Natural-language object grounding data:
___
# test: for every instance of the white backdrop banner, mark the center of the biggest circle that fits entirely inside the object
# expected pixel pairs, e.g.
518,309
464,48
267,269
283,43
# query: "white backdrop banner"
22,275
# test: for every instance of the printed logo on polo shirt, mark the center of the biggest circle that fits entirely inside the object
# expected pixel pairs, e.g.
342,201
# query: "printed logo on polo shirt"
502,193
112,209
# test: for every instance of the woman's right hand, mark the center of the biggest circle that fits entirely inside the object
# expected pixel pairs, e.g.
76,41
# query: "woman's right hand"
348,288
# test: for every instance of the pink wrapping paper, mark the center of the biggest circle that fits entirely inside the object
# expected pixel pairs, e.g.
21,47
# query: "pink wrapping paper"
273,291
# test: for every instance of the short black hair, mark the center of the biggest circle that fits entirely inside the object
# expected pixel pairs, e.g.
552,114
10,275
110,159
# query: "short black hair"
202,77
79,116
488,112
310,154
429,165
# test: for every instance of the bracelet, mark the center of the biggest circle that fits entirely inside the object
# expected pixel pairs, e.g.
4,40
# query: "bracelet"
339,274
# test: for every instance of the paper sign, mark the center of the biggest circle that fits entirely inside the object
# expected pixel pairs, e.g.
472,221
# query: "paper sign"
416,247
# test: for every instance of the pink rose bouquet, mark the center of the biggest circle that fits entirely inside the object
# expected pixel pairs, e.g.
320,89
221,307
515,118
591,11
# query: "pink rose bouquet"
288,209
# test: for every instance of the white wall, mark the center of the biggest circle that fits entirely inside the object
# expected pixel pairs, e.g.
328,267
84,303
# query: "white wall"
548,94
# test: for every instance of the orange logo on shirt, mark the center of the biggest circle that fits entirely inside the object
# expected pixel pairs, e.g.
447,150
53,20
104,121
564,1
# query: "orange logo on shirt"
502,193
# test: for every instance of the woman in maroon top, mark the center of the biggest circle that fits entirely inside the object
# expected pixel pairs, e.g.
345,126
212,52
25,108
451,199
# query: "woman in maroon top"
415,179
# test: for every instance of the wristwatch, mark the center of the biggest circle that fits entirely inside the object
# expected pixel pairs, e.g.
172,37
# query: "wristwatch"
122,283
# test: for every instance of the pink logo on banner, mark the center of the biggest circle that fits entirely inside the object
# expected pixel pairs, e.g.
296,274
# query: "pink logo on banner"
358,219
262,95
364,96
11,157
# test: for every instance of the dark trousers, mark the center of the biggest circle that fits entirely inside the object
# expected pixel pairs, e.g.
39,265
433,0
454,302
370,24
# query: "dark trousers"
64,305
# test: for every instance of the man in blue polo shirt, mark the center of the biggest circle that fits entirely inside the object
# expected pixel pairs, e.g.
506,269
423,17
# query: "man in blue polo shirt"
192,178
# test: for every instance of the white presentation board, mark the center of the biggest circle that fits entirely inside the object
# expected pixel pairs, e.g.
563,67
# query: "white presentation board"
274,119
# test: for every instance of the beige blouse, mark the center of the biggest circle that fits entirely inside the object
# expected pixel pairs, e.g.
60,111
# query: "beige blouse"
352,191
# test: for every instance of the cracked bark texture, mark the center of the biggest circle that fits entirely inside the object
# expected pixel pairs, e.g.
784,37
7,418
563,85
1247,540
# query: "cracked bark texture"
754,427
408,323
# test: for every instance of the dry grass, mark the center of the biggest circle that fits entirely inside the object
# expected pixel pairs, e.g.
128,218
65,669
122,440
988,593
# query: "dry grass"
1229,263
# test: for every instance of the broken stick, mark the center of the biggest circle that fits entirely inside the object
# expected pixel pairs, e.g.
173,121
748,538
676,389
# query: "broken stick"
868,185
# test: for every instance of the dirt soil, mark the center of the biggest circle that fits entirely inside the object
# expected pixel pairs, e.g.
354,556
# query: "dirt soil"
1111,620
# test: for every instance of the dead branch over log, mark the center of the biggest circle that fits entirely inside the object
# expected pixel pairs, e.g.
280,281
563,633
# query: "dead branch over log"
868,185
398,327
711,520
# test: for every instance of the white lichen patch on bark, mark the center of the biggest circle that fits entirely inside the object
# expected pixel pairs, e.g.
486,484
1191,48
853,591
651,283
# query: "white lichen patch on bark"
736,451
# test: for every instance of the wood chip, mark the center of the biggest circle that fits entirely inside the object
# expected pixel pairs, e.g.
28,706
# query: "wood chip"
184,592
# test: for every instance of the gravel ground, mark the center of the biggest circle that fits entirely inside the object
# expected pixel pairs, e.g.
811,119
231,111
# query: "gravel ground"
___
— Task instructions —
The answer must be all of the entries, restated exactly.

— Task result —
# test: for every instance of the white backdrop banner, mark the center of the biggest circle that fits entirely inside the object
# expected pixel pairs, e.g.
518,309
464,48
267,269
283,43
# query: "white backdrop banner"
22,275
# test: for every instance of the printed logo on polo shirt, mark the center of the biggest circle that fits entirely inside the object
# expected pixel pairs, e.g.
342,201
# query: "printed logo on polo shirt"
502,193
112,209
# test: for every instance of the woman's right hand, mark the center of the biggest circle that fits entirely inside the object
# expected pixel pairs, e.g.
76,41
# query: "woman's right hand"
348,288
# test: for every instance of the pink wrapping paper, mark the center of the biggest circle that fits entirely inside the object
# expected pixel pairs, e.g.
21,47
# query: "pink wrapping paper"
273,291
# test: for every instance of the short black hair, mark the center of the biggest circle that fits entirely inside the object
# expected pixel pairs, e.g.
552,114
10,275
110,159
# query: "short black hair"
202,77
79,116
488,112
310,154
429,165
# test: for every instance of the bracelet, mark the center of the biggest circle that fits entirely inside the object
# expected pixel pairs, e.g.
4,40
# query: "bracelet"
339,274
# test: for every instance of the paper sign, mark the center of the biggest circle that fits entirely inside the object
# expected pixel pairs, e.g.
472,221
# query: "paper sign"
416,247
# test: for every instance of the pink rose bouquet, mark the center of the biggest circle that fits entirely inside the object
# expected pixel pairs, e.g.
320,89
221,307
515,118
591,11
# query: "pink rose bouquet"
288,209
# test: for every instance of the white wall, mark the center of the biggest circle that fits entirely inside the object
# expected pixel pairs, e.g.
328,267
84,303
# query: "white wall"
548,94
# test: for every instance of the orange logo on shirt, mark the center of the biggest circle that fits entirely inside the object
# expected pixel pairs, e.g.
447,150
53,20
104,121
564,1
# query: "orange logo on shirt"
502,193
# test: for every instance of the woman in maroon top, mark the center of the biggest circle that fits entirely inside the object
# expected pixel pairs, e.g.
345,126
212,52
25,108
451,199
# query: "woman in maroon top"
415,179
# test: for every instance of the wristwatch, mark the center of the biggest circle that fits entirely inside the object
# expected pixel pairs, e.g.
172,37
# query: "wristwatch"
122,283
# test: for every instance of the pink logo on banner, mark the center of the biggest circle that fits entirely inside the object
# expected pixel pairs, e.g.
296,274
# query: "pink logo on banner"
358,219
262,95
364,96
11,157
# test: for every instance of the dark trousers, mark the center of the biggest circle that fits entirely inside the object
# expected pixel pairs, e.g.
39,265
433,0
454,302
370,24
# query: "dark trousers"
64,305
# test: for every instance of the man in blue polo shirt, mark the center of the biggest circle that fits entirely inside the object
# expected pixel pairs, e.g.
506,269
423,17
# query: "man in blue polo shirt"
192,178
# test: for every instance of the white presentation board, mark the center of the biggest circle that fits entirely inside the object
# expected pixel pairs, e.g.
563,67
# query: "white presentation board"
274,119
# test: for every instance of the beige blouse, mark the center of the biggest circle that fits entirely inside the object
# expected pixel pairs, e.g.
60,111
# query: "beige blouse"
352,191
# test: for every instance of the cracked bark texture, mark the center of the biggest circle that fits entirely inside the object
# expected pixel pairs, e.g.
784,37
7,418
563,85
1247,540
# query: "cracked bark texture"
754,427
408,323
# test: for every instance of the dry grass, mark the center of the biggest circle that fits entirely inside the object
# expected pixel pairs, e.g.
128,218
65,669
122,440
988,593
# query: "dry grass"
1229,263
# test: for every instance of the broken stick, mark the center of the biggest circle that fits entirely inside the object
# expected pixel pairs, e.g.
173,121
748,538
676,389
# query: "broken stick"
868,185
# test: for every instance of the dirt soil, mark the center of the biggest circle that fits entirely inside the object
# expected pixel pairs, e.g.
354,556
# query: "dirt soil"
1111,620
# test: for every instance of the dead branch over log, mark the center of the biggest circle that fits entirely inside the object
# expected pixel pairs, e.g.
280,281
563,633
# query: "dead branch over log"
868,185
398,327
711,520
# test: for every instance of the white lichen patch on bark, mark the center of the biggest circle that fits entirely inside the object
# expected pixel pairs, e.g.
486,484
1191,48
853,591
651,283
# query: "white lichen patch on bark"
736,451
# test: for every instance of the wood chip, mark the center of the biggest circle that fits entirely inside the object
# expected pixel pairs, e.g.
28,706
# query: "wood chip"
184,592
# test: for every instance of the gravel ground, mark the center of the biggest circle that fits entirely inside the object
# expected pixel pairs, e.g.
811,119
231,111
# query: "gravel ground"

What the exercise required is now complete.